**EXERCISE DIRECTIONS:** Could you reproduce the anthology entry below, word for word and in full?

**SELECTION:**
Tales from the Mos Eisley Cantina
- Editor: Kevin J. Anderson
- Author: Tom Veitch; Martha Veitch; Daniel Keys Moran; Barbara Hambly; Ann C. Crispin; Dave Wolverton; Kathy Tyers; M. Shayne Bell;
- Cover artist: Stephen Youll
- Language: English
- Series: Legend C
- Subject: Star Wars
- Genre: Science fiction
- Publisher: Bantam Spectra
- Publication date: July 1, 1995
- Publication place: United States
- Media type: Paperback
- Pages: 400
- ISBN: 0-553-56468-4

= Tales from the Mos Eisley Cantina =

1995 Star Wars short story anthology

Tales from the Mos Eisley Cantina (1995) is an anthology of short stories set in the fictional Star Wars universe. The book is edited by Kevin J. Anderson. It is based on characters seen in the Mos Eisley cantina, a shady bar filled with aliens that was first shown in the 1977 film Star Wars.

In 1996, Dark Horse Comics released a similarly titled, but not directly related, one-shot comic titled Tales from Mos Eisley.

**RECORDS SHOWN:**
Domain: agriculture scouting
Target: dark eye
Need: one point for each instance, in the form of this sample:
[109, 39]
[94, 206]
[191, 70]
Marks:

**FULL RESPONSE:**
Tales from the Mos Eisley Cantina
- Editor: Kevin J. Anderson
- Author: Tom Veitch; Martha Veitch; Daniel Keys Moran; Barbara Hambly; Ann C. Crispin; Dave Wolverton; Kathy Tyers; M. Shayne Bell;
- Cover artist: Stephen Youll
- Language: English
- Series: Legend C
- Subject: Star Wars
- Genre: Science fiction
- Publisher: Bantam Spectra
- Publication date: July 1, 1995
- Publication place: United States
- Media type: Paperback
- Pages: 400
- ISBN: 0-553-56468-4

= Tales from the Mos Eisley Cantina =

1995 Star Wars short story anthology

Tales from the Mos Eisley Cantina (1995) is an anthology of short stories set in the fictional Star Wars universe. The book is edited by Kevin J. Anderson. It is based on characters seen in the Mos Eisley cantina, a shady bar filled with aliens that was first shown in the 1977 film Star Wars.

In 1996, Dark Horse Comics released a similarly titled, but not directly related, one-shot comic titled Tales from Mos Eisley.